*Material*.

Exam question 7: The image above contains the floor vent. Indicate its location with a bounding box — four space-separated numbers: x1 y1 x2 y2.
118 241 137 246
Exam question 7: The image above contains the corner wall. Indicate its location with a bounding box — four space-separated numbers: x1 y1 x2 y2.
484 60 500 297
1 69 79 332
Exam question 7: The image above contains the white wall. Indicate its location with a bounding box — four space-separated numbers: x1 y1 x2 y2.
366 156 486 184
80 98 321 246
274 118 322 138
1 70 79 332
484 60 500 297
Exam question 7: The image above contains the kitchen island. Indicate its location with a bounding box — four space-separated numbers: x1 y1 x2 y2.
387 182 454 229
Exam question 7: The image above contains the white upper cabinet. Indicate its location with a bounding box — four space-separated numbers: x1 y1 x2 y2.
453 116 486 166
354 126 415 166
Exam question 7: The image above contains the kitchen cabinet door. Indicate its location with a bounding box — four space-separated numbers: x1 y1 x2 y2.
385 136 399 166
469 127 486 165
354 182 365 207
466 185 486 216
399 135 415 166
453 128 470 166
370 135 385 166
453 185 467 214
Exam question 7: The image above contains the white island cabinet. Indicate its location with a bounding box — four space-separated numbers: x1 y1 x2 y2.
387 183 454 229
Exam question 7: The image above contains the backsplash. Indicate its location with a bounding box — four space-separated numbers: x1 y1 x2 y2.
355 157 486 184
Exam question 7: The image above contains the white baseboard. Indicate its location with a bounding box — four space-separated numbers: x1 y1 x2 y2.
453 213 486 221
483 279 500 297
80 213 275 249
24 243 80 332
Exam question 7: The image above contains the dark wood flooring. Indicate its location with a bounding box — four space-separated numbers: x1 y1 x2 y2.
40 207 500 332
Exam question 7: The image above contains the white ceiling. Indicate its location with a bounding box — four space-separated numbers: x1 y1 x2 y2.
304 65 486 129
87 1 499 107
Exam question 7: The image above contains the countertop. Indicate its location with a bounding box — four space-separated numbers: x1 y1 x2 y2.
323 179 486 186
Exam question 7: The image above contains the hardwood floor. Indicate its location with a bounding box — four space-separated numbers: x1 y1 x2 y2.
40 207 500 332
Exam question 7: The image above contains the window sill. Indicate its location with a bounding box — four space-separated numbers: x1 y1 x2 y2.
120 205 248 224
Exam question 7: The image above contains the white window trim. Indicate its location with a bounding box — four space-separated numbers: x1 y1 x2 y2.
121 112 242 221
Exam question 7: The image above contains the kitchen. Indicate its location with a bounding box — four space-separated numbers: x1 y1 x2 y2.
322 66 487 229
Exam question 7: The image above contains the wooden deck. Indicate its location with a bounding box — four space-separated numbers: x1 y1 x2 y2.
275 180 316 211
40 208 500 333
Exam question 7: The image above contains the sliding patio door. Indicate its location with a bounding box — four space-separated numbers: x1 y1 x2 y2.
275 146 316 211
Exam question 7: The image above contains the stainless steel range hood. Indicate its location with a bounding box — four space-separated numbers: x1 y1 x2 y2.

*To be done*.
Can you reproduce every one of the records above word for word, keeping their order and leaving nothing out?

*Solution*.
Exam question 7: The image above contains the floor vent. Indicate its location with a bounding box — four space-separated numbers: x1 y1 x2 y2.
118 241 137 246
Exam question 7: The image above contains the corner wall. Indicate its location with a bounding box — four space-separated numbers: x1 y1 x2 y2.
484 60 500 297
1 69 79 332
Exam question 7: The image above contains the white wall. Indicate its location with a bounding box — four space-separated numbers: x1 y1 x2 y2.
366 156 486 184
80 98 321 246
274 118 322 138
1 70 79 332
484 60 500 297
Exam question 7: The image above contains the kitchen island. Indicate its location with a bounding box — four space-separated numbers: x1 y1 x2 y2.
387 182 454 229
Exam question 7: The image above contains the white upper cabinet. Indicate its location with a bounding box — four space-separated numbers: x1 y1 x2 y2.
453 116 486 166
354 126 415 166
Exam question 7: The image above contains the kitchen cabinet door. Indicate its location with a bounding box — four space-separated numbers: x1 y1 x2 y2.
385 136 399 166
469 127 486 165
354 182 365 207
466 185 486 216
399 135 415 166
453 128 470 166
370 135 385 166
453 185 467 214
Exam question 7: The image above contains the white island cabinet. Indicate its location with a bounding box — four space-separated numbers: x1 y1 x2 y2.
387 183 454 229
Exam question 7: The image above contains the backsplash. Indicate its location with a bounding box — four space-separated numbers: x1 y1 x2 y2.
355 157 486 184
Exam question 7: The image above contains the white baseboard. Indicate its location with a bounding box — four space-separated numbers: x1 y1 x2 y2.
453 213 486 221
483 279 500 297
80 213 275 249
24 243 80 332
Exam question 7: The image above contains the dark wood flooring. Indicate its location with a bounding box — four space-separated numbers: x1 y1 x2 y2.
40 207 500 332
Exam question 7: The image above contains the white ceiling. Indicate its location with a bounding box — four space-separated numbers: x1 y1 x2 y2.
304 65 486 129
87 1 499 107
Exam question 7: The image above contains the countertop. Indicate its location with a bounding box — four space-separated numbers: x1 y1 x2 y2.
323 179 486 186
Exam question 7: The image above contains the hardwood floor. Indicate its location with a bounding box — four space-separated numbers: x1 y1 x2 y2.
40 207 500 332
Exam question 7: The image above contains the window sill. Indicate its location with a bounding box — four space-separated numbers: x1 y1 x2 y2.
120 205 248 224
Exam question 7: The image above contains the white window trim. Indicate its location with a bounding box — four space-separated numbers: x1 y1 x2 y2.
121 112 242 221
Exam question 7: The image above contains the kitchen. Indicate its location with a bounding box — four space-separated numbers: x1 y1 x2 y2.
322 66 487 229
Exam question 7: The image above contains the wooden deck. Indicate its location with a bounding box — four space-separated numbers: x1 y1 x2 y2.
275 180 316 211
40 208 500 333
Exam question 7: The image above contains the sliding patio door. Indicate its location with a bounding box — four space-separated numbers: x1 y1 x2 y2.
275 146 316 211
Exam question 7: The image above contains the stainless steel range hood. Indicate its location with a bounding box — four space-separated numbers: x1 y1 x2 y2.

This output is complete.